Tâches à réaliser —
- A) D'après l'extrait ci-dessous, dans quel type de commerce travaille la personne qui écrit ?
- B) Transcrivez l'extrait ci-dessous de « Ainsi, travaillant dans » à « mini et Cie. ».

Extrait cité —

▬▬▬

L’année 2012 s’est finie sous le signe de l’ail, un ail
venu d’outre-Atlantique, lui-même provenant des produits au logo de la
Pomme, une marque en pointe actuellement dans le domaine de la haute technologie.
- « Une pomme qui rappelle l’ail, voilà bien un
assemblage digne de la cuisine de pays anglo-saxons », pourrait-on se
dire, « un mélange contre nature que nos palais francophones ne
sauraient apprécier. »
Ainsi, travaillant dans un hypermarché, j’ai vendu de
l’ail en grande quantité le dernier trimestre de 2012, de l’ail sous
forme de téléphones avec l’Iphone 4 et 5, de l’ail sous forme de
tablettes tactiles avec les Ipad 2 et 3, de l’ail sous forme de
baladeurs avec les Ipod mini et Cie.

▬▬▬

Matériel recueilli —
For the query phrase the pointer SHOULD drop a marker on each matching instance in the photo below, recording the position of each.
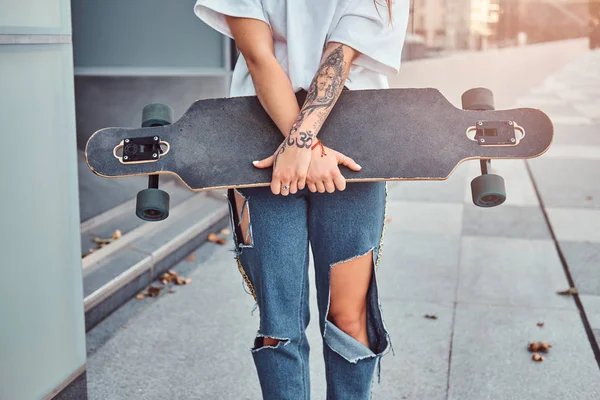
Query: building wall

▬▬▬

Corrigé des exercices —
- A) Dans un hypermarché.

- B)
Ainsi, travaillant dans un hypermarché, j’ai vendu de
l’ail en grande quantité le dernier trimestre de 2012, de l’ail sous
forme de téléphones avec l’Iphone 4 et 5, de l’ail sous forme de
tablettes tactiles avec les Ipad 2 et 3, de l’ail sous forme de
baladeurs avec les Ipod mini et Cie.